[[ The input, beginning ]]
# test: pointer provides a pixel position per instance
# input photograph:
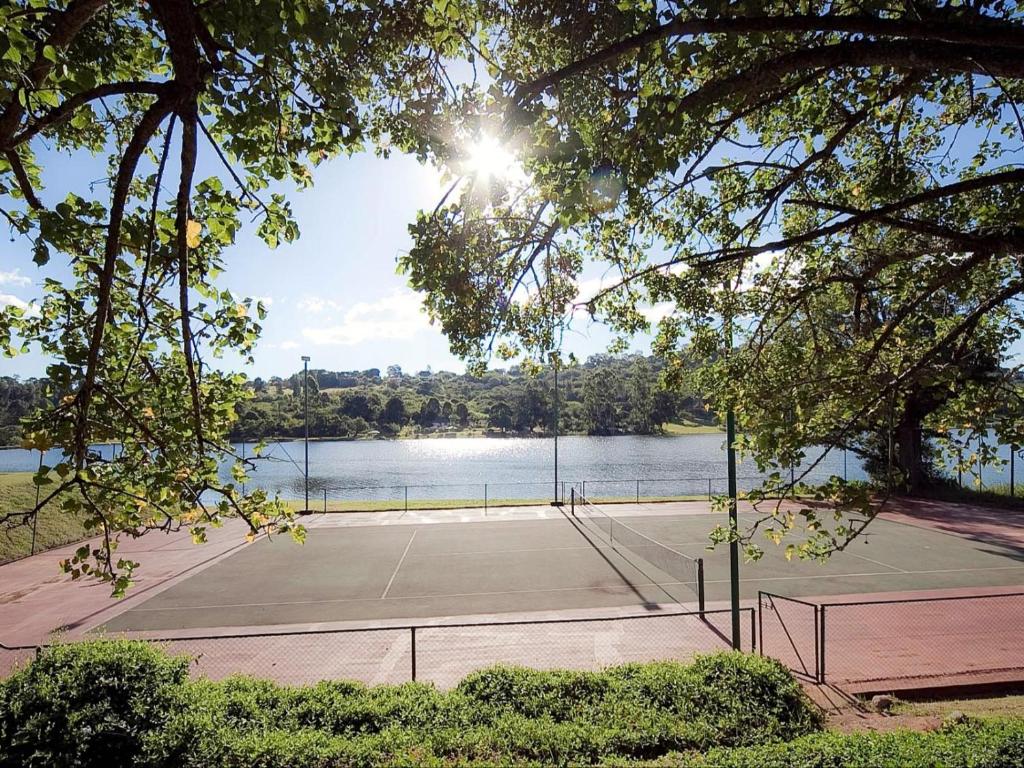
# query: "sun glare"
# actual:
(489, 160)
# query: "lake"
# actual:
(510, 468)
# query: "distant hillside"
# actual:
(604, 395)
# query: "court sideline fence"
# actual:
(444, 653)
(918, 641)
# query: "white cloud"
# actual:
(315, 304)
(30, 307)
(395, 316)
(14, 278)
(657, 312)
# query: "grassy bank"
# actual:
(53, 527)
(334, 505)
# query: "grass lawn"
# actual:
(53, 527)
(690, 428)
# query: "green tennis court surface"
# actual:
(370, 572)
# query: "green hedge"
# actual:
(126, 704)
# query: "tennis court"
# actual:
(350, 571)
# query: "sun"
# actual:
(487, 159)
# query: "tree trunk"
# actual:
(908, 457)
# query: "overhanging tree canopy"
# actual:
(258, 92)
(843, 180)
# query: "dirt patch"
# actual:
(851, 720)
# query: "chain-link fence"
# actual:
(444, 653)
(934, 640)
(788, 631)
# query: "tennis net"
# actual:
(681, 567)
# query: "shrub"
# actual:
(723, 698)
(120, 704)
(88, 704)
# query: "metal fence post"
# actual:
(761, 626)
(35, 517)
(700, 595)
(1013, 453)
(413, 647)
(821, 655)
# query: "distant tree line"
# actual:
(18, 398)
(604, 395)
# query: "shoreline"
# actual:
(673, 430)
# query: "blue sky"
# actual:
(334, 294)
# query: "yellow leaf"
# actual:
(193, 229)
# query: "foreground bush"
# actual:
(125, 704)
(87, 705)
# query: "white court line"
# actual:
(400, 561)
(879, 562)
(568, 589)
(545, 549)
(624, 587)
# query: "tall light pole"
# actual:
(730, 457)
(305, 395)
(557, 502)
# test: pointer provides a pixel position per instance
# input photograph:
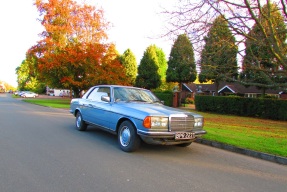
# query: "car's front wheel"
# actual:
(127, 137)
(80, 123)
(184, 144)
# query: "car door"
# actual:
(97, 111)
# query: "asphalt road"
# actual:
(41, 151)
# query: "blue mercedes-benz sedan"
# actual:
(135, 115)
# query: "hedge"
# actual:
(166, 96)
(253, 107)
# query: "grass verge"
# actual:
(261, 135)
(55, 103)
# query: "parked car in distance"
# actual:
(28, 94)
(135, 115)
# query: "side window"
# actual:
(98, 92)
(92, 95)
(105, 90)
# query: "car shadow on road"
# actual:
(109, 139)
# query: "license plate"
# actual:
(184, 135)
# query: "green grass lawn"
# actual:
(262, 135)
(55, 103)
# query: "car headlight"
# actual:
(198, 122)
(155, 122)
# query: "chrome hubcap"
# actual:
(79, 120)
(125, 136)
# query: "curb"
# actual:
(256, 154)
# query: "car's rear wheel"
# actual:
(127, 137)
(184, 144)
(80, 123)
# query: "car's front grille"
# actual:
(183, 123)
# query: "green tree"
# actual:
(218, 58)
(181, 63)
(196, 19)
(162, 63)
(128, 60)
(260, 66)
(148, 70)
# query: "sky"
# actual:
(137, 24)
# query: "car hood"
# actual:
(148, 109)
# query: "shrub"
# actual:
(166, 96)
(254, 107)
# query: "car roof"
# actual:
(119, 86)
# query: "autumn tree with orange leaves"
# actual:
(74, 53)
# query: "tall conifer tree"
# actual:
(218, 58)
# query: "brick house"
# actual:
(227, 88)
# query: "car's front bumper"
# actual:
(167, 138)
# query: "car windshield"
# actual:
(134, 94)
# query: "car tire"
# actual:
(184, 144)
(81, 125)
(127, 137)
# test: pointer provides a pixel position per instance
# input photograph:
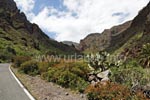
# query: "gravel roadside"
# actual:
(43, 90)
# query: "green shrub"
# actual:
(111, 91)
(18, 60)
(29, 67)
(69, 76)
(130, 73)
(43, 67)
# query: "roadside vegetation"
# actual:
(128, 79)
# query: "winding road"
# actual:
(9, 88)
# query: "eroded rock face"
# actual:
(99, 41)
(15, 27)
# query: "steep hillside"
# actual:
(112, 39)
(20, 37)
(96, 41)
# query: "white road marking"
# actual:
(25, 90)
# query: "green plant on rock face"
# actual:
(29, 67)
(99, 62)
(145, 56)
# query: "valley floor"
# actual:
(43, 90)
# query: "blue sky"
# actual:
(40, 4)
(73, 20)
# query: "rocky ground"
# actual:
(43, 90)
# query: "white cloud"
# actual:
(91, 16)
(26, 6)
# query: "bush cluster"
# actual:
(29, 67)
(111, 91)
(72, 75)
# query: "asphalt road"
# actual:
(9, 88)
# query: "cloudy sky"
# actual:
(73, 20)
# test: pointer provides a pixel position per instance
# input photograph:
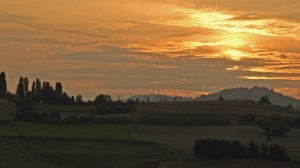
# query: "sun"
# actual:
(234, 54)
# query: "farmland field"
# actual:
(94, 131)
(206, 113)
(183, 138)
(30, 153)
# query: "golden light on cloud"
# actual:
(234, 54)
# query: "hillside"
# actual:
(254, 94)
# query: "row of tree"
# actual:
(40, 91)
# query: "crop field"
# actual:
(33, 153)
(206, 113)
(35, 145)
(95, 131)
(183, 138)
(233, 163)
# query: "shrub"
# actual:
(264, 150)
(275, 125)
(222, 149)
(218, 149)
(88, 120)
(253, 150)
(55, 115)
(249, 118)
(278, 153)
(72, 119)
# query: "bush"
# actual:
(275, 125)
(249, 118)
(218, 149)
(253, 150)
(278, 153)
(55, 115)
(72, 119)
(264, 150)
(222, 149)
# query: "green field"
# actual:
(207, 113)
(36, 145)
(97, 131)
(63, 108)
(29, 153)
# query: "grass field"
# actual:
(62, 108)
(233, 163)
(205, 113)
(77, 146)
(28, 153)
(183, 138)
(98, 131)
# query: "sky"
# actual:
(183, 48)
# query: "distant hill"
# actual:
(254, 94)
(161, 98)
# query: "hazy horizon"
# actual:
(181, 48)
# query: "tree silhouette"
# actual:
(79, 99)
(47, 93)
(100, 99)
(221, 98)
(265, 100)
(26, 85)
(58, 89)
(3, 85)
(72, 100)
(38, 89)
(33, 89)
(20, 88)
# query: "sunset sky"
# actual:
(187, 48)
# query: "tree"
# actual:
(47, 93)
(38, 89)
(101, 99)
(3, 85)
(79, 99)
(72, 100)
(253, 150)
(33, 89)
(26, 85)
(275, 125)
(265, 100)
(221, 98)
(20, 88)
(58, 89)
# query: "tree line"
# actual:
(40, 91)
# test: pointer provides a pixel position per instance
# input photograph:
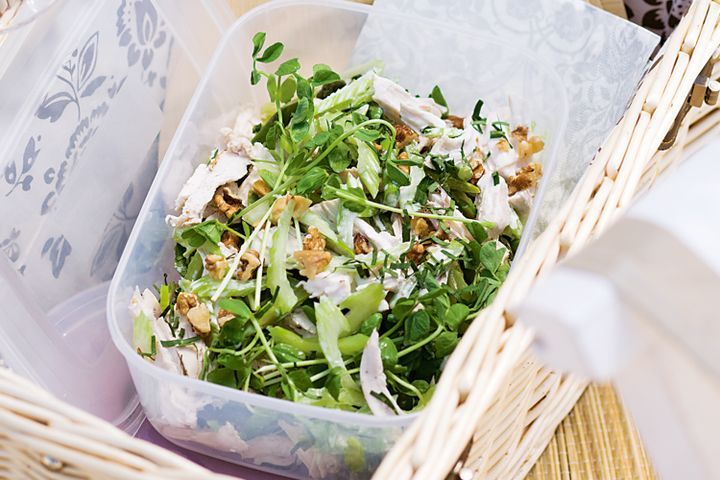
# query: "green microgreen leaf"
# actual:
(323, 74)
(271, 53)
(439, 98)
(288, 67)
(287, 89)
(258, 42)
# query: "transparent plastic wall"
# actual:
(276, 435)
(90, 94)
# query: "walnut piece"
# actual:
(456, 122)
(199, 318)
(249, 262)
(260, 188)
(216, 265)
(361, 244)
(476, 163)
(416, 252)
(503, 145)
(226, 201)
(300, 206)
(314, 240)
(185, 302)
(312, 262)
(404, 135)
(529, 147)
(420, 227)
(520, 133)
(527, 177)
(224, 316)
(230, 240)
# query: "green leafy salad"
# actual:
(338, 242)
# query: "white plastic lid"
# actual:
(89, 92)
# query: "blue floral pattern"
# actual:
(15, 176)
(140, 29)
(129, 44)
(77, 79)
(56, 250)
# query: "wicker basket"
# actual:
(495, 408)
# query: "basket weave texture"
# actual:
(495, 408)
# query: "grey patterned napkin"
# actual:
(598, 58)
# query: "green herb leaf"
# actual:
(179, 342)
(287, 90)
(304, 90)
(232, 334)
(287, 353)
(272, 88)
(235, 306)
(300, 123)
(444, 344)
(388, 353)
(300, 379)
(367, 135)
(258, 42)
(417, 327)
(371, 323)
(312, 180)
(288, 67)
(396, 176)
(271, 53)
(354, 455)
(456, 315)
(323, 74)
(439, 98)
(491, 256)
(223, 376)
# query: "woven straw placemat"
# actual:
(597, 440)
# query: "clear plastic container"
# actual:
(85, 101)
(270, 434)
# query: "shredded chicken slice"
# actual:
(373, 379)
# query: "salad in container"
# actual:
(327, 254)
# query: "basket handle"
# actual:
(704, 90)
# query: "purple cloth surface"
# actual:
(148, 433)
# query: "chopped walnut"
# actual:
(456, 122)
(224, 316)
(185, 302)
(260, 188)
(404, 135)
(404, 168)
(230, 240)
(529, 147)
(226, 201)
(420, 227)
(312, 262)
(249, 262)
(520, 133)
(476, 163)
(199, 318)
(300, 206)
(416, 252)
(428, 145)
(361, 244)
(216, 265)
(527, 177)
(314, 240)
(503, 145)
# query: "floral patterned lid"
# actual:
(85, 97)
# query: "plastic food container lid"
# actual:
(88, 101)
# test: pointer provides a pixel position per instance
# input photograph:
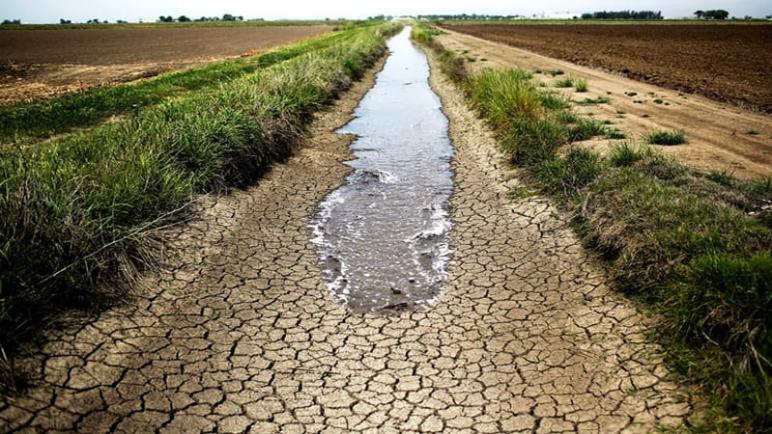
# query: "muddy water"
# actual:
(383, 236)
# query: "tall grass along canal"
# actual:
(383, 236)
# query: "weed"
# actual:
(666, 137)
(568, 174)
(520, 193)
(585, 129)
(594, 101)
(81, 207)
(625, 154)
(615, 134)
(564, 82)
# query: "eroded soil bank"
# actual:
(724, 62)
(719, 137)
(239, 332)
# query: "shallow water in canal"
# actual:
(383, 236)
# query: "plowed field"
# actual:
(729, 63)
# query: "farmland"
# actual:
(722, 62)
(44, 62)
(385, 226)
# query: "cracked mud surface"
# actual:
(238, 333)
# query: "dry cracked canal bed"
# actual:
(238, 331)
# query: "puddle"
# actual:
(383, 236)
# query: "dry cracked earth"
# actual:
(238, 332)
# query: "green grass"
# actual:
(79, 208)
(46, 117)
(666, 137)
(614, 134)
(594, 101)
(154, 25)
(564, 83)
(695, 248)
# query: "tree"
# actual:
(716, 14)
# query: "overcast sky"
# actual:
(46, 11)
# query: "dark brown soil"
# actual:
(43, 63)
(730, 63)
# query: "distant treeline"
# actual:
(467, 17)
(712, 14)
(623, 15)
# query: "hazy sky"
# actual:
(43, 11)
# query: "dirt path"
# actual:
(240, 334)
(720, 137)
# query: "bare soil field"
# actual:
(723, 62)
(39, 63)
(720, 137)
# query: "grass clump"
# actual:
(585, 129)
(78, 208)
(615, 134)
(564, 83)
(519, 111)
(594, 101)
(666, 137)
(568, 174)
(625, 155)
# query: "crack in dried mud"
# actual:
(238, 332)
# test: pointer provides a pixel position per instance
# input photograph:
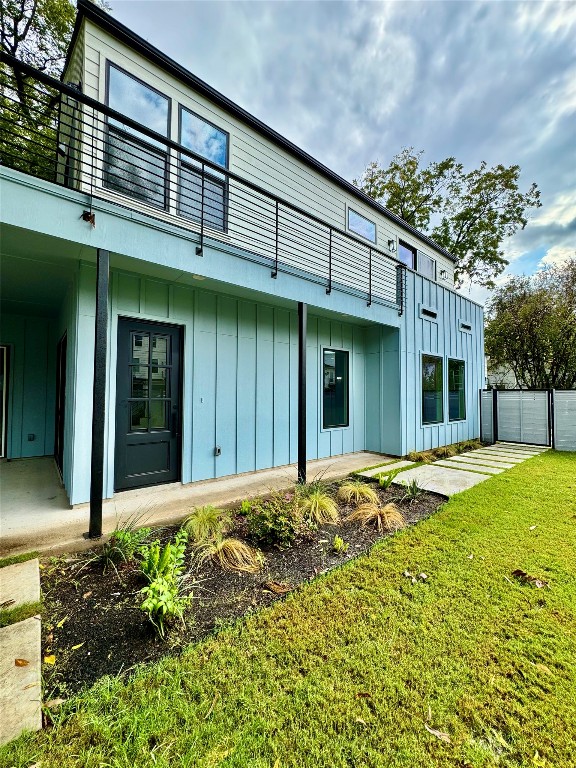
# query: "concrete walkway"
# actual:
(450, 476)
(35, 514)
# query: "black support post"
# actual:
(302, 323)
(99, 394)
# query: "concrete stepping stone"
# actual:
(475, 466)
(441, 479)
(384, 470)
(19, 584)
(21, 692)
(480, 461)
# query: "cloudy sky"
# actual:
(352, 82)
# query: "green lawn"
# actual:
(351, 669)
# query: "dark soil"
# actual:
(93, 624)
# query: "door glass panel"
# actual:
(140, 347)
(158, 414)
(139, 381)
(160, 382)
(139, 416)
(160, 350)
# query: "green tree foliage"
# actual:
(469, 213)
(532, 328)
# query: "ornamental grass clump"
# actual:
(319, 508)
(206, 522)
(355, 491)
(231, 554)
(386, 518)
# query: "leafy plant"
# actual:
(231, 554)
(339, 545)
(245, 507)
(274, 521)
(206, 522)
(385, 481)
(162, 601)
(319, 508)
(355, 491)
(164, 562)
(412, 491)
(386, 518)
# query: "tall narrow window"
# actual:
(456, 390)
(432, 390)
(406, 254)
(335, 388)
(134, 164)
(211, 143)
(426, 266)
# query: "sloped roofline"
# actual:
(89, 10)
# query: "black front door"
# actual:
(147, 404)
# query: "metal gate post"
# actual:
(494, 415)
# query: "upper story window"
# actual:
(406, 254)
(212, 143)
(362, 226)
(134, 164)
(426, 266)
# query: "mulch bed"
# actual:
(93, 625)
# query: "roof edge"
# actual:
(88, 9)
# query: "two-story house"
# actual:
(218, 296)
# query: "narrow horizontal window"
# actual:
(456, 390)
(407, 254)
(426, 266)
(361, 226)
(335, 388)
(432, 390)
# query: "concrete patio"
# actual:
(35, 513)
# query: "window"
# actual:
(456, 390)
(134, 164)
(361, 226)
(335, 389)
(432, 390)
(211, 143)
(426, 266)
(407, 254)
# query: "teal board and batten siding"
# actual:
(31, 386)
(239, 379)
(443, 337)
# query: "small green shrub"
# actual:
(274, 521)
(412, 491)
(339, 545)
(206, 522)
(163, 601)
(355, 491)
(319, 508)
(164, 562)
(385, 481)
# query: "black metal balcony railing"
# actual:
(52, 131)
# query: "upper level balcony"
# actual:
(54, 132)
[[ The input, end ]]
*Prompt:* Across the data above, how many lines include the word "fence"? Give only the number.

*Solution for this problem:* 3